Accueil
Envoyer à un ami
Imprimer
Grand
Petit
Partager
ANALYSE

Les enjeux socio-économiques et pratiques foncières locales au Tchad


Alwihda Info | Par Abdalmadjit Ali Ahmat - 11 Novembre 2018



Vue satellite de N'Djamena, 8ème arrondissement. © Google Maps
Vue satellite de N'Djamena, 8ème arrondissement. © Google Maps
Le foncier est un support indispensable pour un développement socioéconomique, permettant ainsi aux collectivités locales de conduire des projets structurants d’aménagement et d’équipement territorial. Cependant, face à l’accroissement démographique galopant, le foncier devient de plus en plus une denrée rare, autant en milieu urbain qu’en milieu rural. Il fait l’objet d’une convoitise qui engendre plusieurs problèmes.

Tout d’abord, il est important de rappeler sans passer en revue de manière détaillée les lois régissant le foncier, que le Tchad dispose d’une rigide base juridique liée aux questions foncières, notamment les lois n°23, 24 et 25 du 22 juin 1967 régissant l’accession à la propriété et les procédures d’expropriation. Mais, cela n’exclut pas l’ écart considérable entre les normes théoriques et les pratiques populaires. Cette déviance sociale demeure une source de menace à l’unité nationale priorisée par l’axe 1 du plan national de développement (PND).

Foncier et troubles sociaux

Il est une source de trouble social entrainant ainsi des conflits récurrents entre la population mais constitue également une menace à la légitimité du pouvoir public. Cette remise en cause de la légitimité de l’Etat s’exprime par le rapport tendu entre l’Etat et la population sur les questions foncières. Nous pouvons aujourd’hui constater une résistance directe ou indirecte des populations généralement contre toutes les mesures prises relatives au foncier par le pouvoir public.

Les pratiques foncières locales compromettent la cohésion sociale dans la mesure où "80% des dossiers en instance de jugement devant les tribunaux concernent les questions foncières", a indiqué le CROSET dans son article intitulé « les faits : le foncier du Tchad (….) » du 3 octobre 2016.
**********
# CONSIGNE
Reproduisez à l'identique le passage de l'article sur le foncier au Tchad qui commence par « Les pratiques foncières » et se termine par « 3 octobre 2016. ». Le matériel ci-après n'a aucun rapport avec l'article sur le foncier au Tchad.
**********
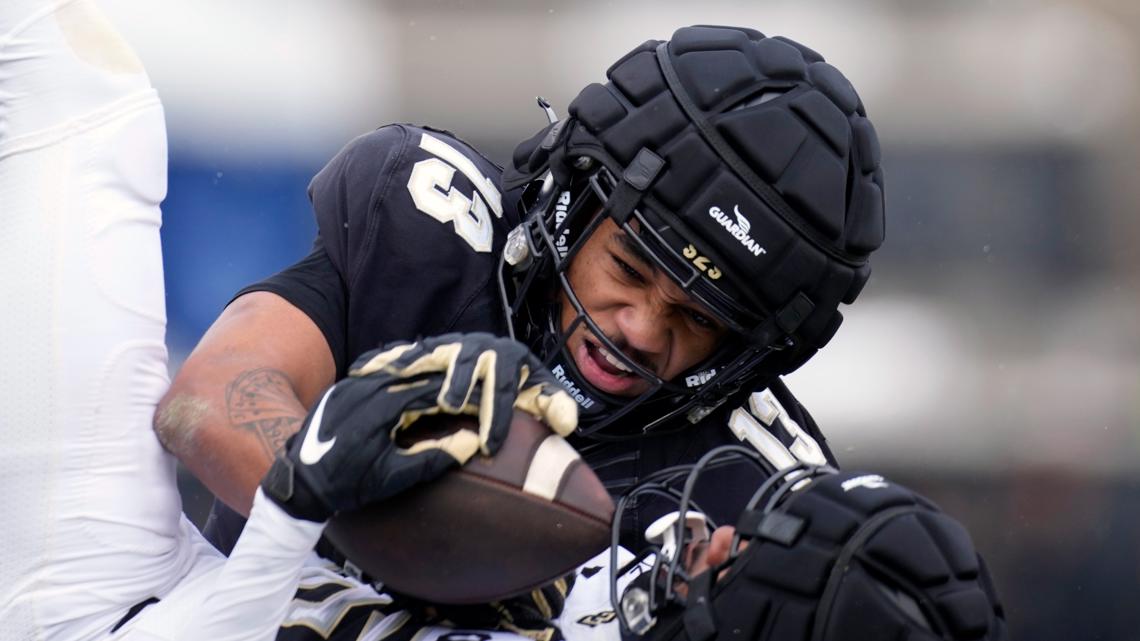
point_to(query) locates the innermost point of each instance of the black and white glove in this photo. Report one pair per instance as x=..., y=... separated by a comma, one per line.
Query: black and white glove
x=344, y=456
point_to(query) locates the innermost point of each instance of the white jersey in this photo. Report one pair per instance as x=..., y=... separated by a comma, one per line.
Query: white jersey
x=92, y=519
x=92, y=542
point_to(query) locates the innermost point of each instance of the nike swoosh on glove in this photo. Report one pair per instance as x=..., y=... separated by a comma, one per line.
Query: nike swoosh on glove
x=344, y=456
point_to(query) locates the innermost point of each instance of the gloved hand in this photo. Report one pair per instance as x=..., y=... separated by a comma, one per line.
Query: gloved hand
x=344, y=456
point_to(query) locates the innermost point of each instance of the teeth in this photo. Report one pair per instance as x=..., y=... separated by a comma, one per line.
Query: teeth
x=613, y=360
**********
# RÉSULTAT
Les pratiques foncières locales compromettent la cohésion sociale dans la mesure où "80% des dossiers en instance de jugement devant les tribunaux concernent les questions foncières", a indiqué le CROSET dans son article intitulé « les faits : le foncier du Tchad (….) » du 3 octobre 2016.